[[ EXERCISE MATERIALS, beginning ]]

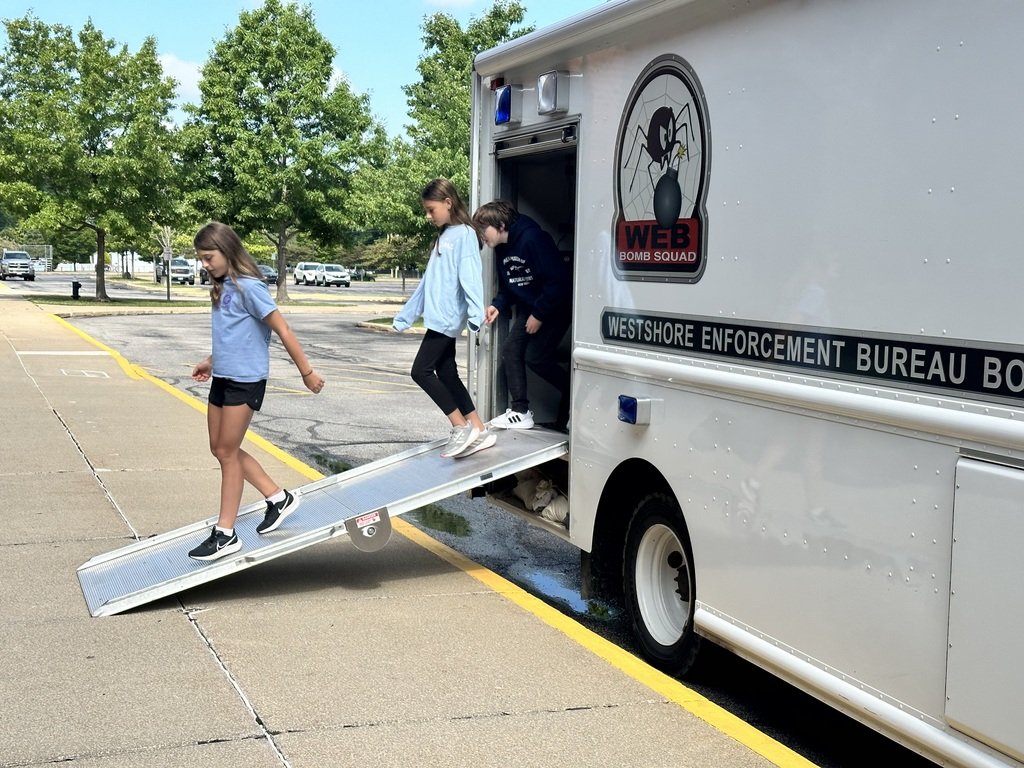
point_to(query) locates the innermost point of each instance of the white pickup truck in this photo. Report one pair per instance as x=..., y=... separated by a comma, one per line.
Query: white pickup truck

[[ EXERCISE MATERIALS, end ]]
[[ EXERCISE MATERIALS, beginning ]]

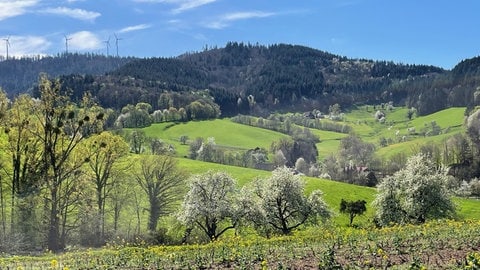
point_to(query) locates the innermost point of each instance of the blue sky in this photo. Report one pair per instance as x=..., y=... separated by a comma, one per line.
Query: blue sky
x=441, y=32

[[ EXERCISE MATERIALS, end ]]

PROBLEM REQUIREMENTS => The expected answer is an exact copy of the lines above, beginning at the line with "of the white" and ending at the line with "Query: white pickup truck", with both ends in.

RESULT OF THE EXERCISE =>
point_to(query) locates the innermost point of each instance of the white pickup truck in this photo. Report one pair per instance as x=..., y=... separated by a comma, one per line.
Query: white pickup truck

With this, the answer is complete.